● **MATERIAL PROVIDED**:
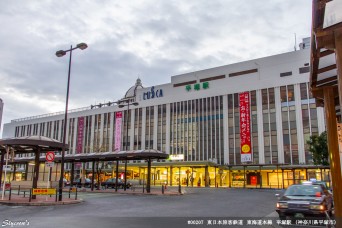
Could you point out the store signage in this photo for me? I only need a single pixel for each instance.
(79, 144)
(118, 123)
(197, 86)
(49, 164)
(50, 156)
(153, 93)
(80, 130)
(174, 157)
(43, 191)
(245, 130)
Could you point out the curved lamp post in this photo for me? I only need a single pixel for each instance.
(61, 53)
(128, 103)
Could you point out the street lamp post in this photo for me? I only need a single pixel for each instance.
(61, 53)
(128, 102)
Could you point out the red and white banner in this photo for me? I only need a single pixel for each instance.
(80, 130)
(245, 130)
(118, 123)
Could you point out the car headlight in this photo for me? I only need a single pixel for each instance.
(281, 205)
(317, 207)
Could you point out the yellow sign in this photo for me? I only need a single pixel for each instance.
(43, 191)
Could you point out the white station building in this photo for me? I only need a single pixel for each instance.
(213, 136)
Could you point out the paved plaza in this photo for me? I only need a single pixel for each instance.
(197, 207)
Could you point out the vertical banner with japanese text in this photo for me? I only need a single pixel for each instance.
(80, 130)
(245, 130)
(118, 123)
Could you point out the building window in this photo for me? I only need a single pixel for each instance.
(285, 74)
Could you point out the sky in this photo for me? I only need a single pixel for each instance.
(149, 39)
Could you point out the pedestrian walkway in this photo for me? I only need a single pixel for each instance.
(70, 197)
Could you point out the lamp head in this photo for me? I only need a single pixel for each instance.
(60, 53)
(82, 46)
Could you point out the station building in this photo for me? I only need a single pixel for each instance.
(239, 125)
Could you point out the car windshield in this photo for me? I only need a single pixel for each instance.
(303, 190)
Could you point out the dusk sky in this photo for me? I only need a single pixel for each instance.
(149, 39)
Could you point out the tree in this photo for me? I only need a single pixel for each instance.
(319, 148)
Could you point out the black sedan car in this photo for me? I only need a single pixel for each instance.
(111, 182)
(305, 201)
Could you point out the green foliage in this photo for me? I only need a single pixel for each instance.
(318, 146)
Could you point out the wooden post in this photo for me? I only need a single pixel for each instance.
(335, 166)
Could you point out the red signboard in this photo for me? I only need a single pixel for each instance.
(118, 122)
(245, 130)
(50, 156)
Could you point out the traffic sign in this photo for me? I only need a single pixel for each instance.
(50, 156)
(49, 164)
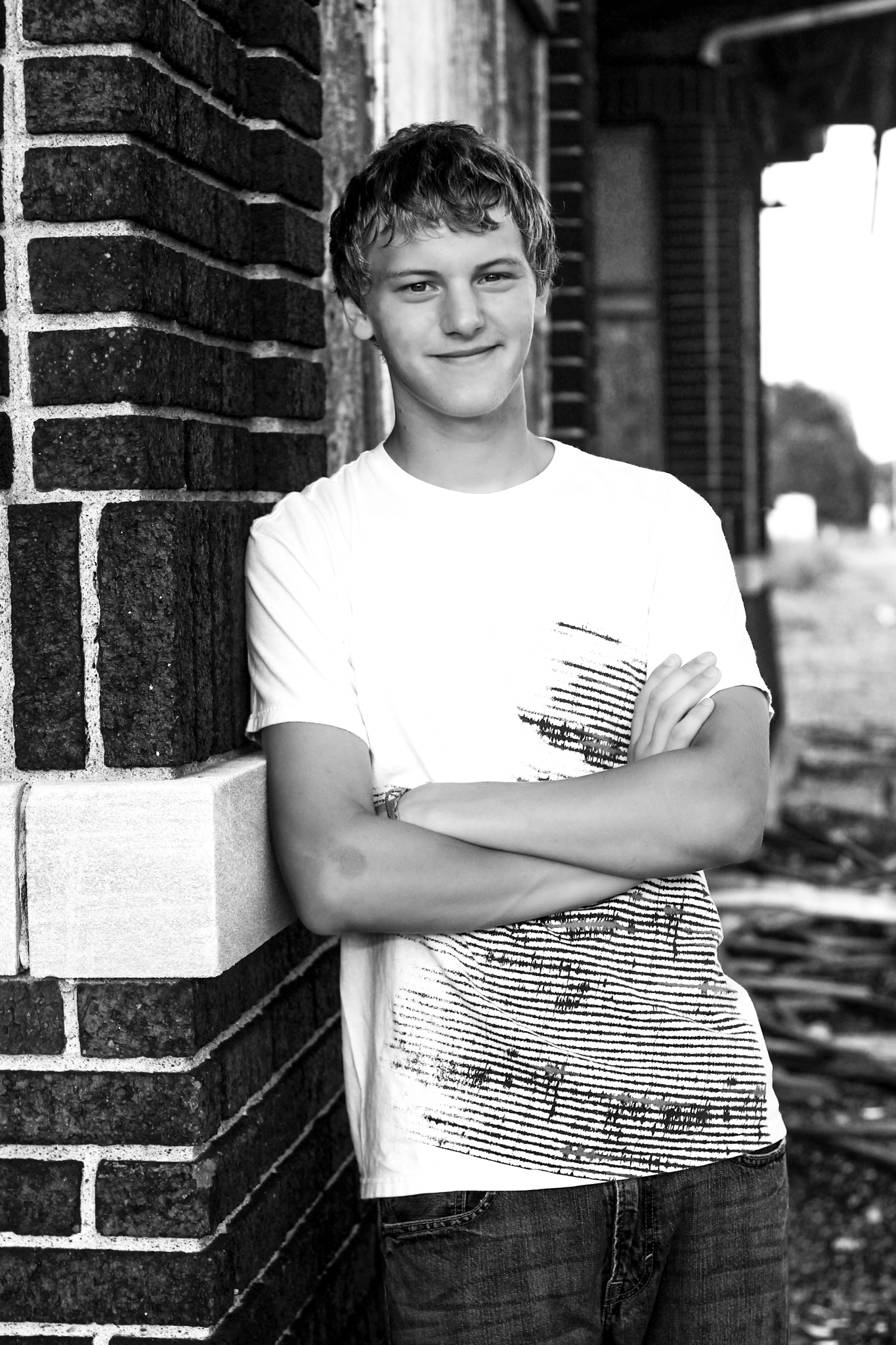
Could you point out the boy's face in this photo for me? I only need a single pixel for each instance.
(453, 315)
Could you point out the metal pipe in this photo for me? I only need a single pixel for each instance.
(798, 20)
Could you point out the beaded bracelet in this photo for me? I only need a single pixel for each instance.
(393, 798)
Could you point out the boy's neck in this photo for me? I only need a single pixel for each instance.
(475, 456)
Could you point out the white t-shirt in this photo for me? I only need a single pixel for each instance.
(505, 636)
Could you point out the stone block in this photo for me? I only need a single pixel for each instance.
(129, 182)
(10, 807)
(288, 462)
(47, 654)
(291, 387)
(288, 237)
(108, 452)
(39, 1197)
(177, 1017)
(139, 365)
(32, 1019)
(152, 877)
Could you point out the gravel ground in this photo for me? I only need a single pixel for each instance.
(836, 612)
(836, 615)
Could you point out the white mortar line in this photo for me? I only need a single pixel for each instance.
(88, 556)
(16, 287)
(132, 320)
(72, 1051)
(22, 884)
(72, 1060)
(289, 1237)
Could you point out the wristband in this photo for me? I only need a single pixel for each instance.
(393, 798)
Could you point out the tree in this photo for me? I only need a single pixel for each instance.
(813, 450)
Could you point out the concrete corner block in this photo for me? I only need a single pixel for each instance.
(152, 877)
(10, 807)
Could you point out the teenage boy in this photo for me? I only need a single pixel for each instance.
(558, 1098)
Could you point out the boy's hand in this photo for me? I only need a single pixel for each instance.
(672, 708)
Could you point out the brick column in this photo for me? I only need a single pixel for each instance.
(572, 65)
(174, 1151)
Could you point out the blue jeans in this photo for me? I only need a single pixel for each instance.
(687, 1258)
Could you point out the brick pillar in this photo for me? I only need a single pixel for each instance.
(572, 72)
(174, 1151)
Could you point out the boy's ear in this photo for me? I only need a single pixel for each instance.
(358, 320)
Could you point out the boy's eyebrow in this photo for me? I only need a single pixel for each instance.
(485, 265)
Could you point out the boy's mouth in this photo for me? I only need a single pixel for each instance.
(467, 354)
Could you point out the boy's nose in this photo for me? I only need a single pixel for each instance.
(461, 314)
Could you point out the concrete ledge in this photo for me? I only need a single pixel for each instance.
(152, 877)
(10, 802)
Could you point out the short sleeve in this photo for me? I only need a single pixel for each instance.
(696, 603)
(297, 625)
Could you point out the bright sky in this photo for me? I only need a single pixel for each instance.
(829, 282)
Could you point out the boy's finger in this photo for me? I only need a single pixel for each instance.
(691, 673)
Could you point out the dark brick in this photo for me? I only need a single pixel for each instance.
(190, 1200)
(272, 23)
(121, 1019)
(273, 1301)
(154, 678)
(7, 455)
(82, 1286)
(128, 95)
(288, 462)
(108, 452)
(140, 365)
(291, 387)
(108, 275)
(280, 91)
(108, 1109)
(32, 1020)
(129, 182)
(350, 1287)
(47, 655)
(218, 458)
(286, 311)
(267, 87)
(288, 237)
(39, 1197)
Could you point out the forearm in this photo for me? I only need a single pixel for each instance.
(666, 814)
(375, 876)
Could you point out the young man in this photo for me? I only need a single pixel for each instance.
(559, 1101)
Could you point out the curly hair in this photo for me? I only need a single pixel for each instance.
(442, 173)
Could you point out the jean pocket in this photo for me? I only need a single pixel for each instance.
(430, 1212)
(763, 1157)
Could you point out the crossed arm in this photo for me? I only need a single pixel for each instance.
(475, 856)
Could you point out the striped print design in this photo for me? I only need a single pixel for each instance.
(599, 1044)
(587, 711)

● **WHAT YOU ARE ASKED TO DO**: The line containing "Could you point out the forearm" and all lines after it, to the end of the records, are to be output exactly and alone.

● **YOUR RESPONSE**:
Could you point out the forearm in this photo for me? I only need a single pixel for each instance.
(666, 814)
(375, 876)
Could you point out the young man in this photo for me? I only need a single pixel for each instance.
(559, 1101)
Could you point out the curly hair in this photo for me? I only need a single pixel for each instance.
(442, 173)
Could you point out the jean pocket in this photo for me? I only need a single pixel for each instance.
(430, 1212)
(763, 1157)
Could you point out the crossed arm in this photo for me? I only need a single pixel for each instance.
(475, 856)
Could you point out the striped print design in this photo for me? I only need a single pixel for each instance.
(599, 1044)
(587, 711)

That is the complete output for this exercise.